**To do:**
Print the listing below a second time, exactly, and omit its images.
[Provided entries Boundary: Start]
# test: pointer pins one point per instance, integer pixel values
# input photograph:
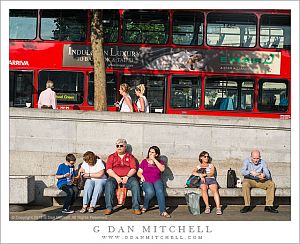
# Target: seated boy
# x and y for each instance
(65, 175)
[Provided entries Boundary: End]
**Answer box:**
# test: pointer pins one point per instance, integer pixel values
# input photograph:
# Target: seated boy
# x and y for each instance
(65, 175)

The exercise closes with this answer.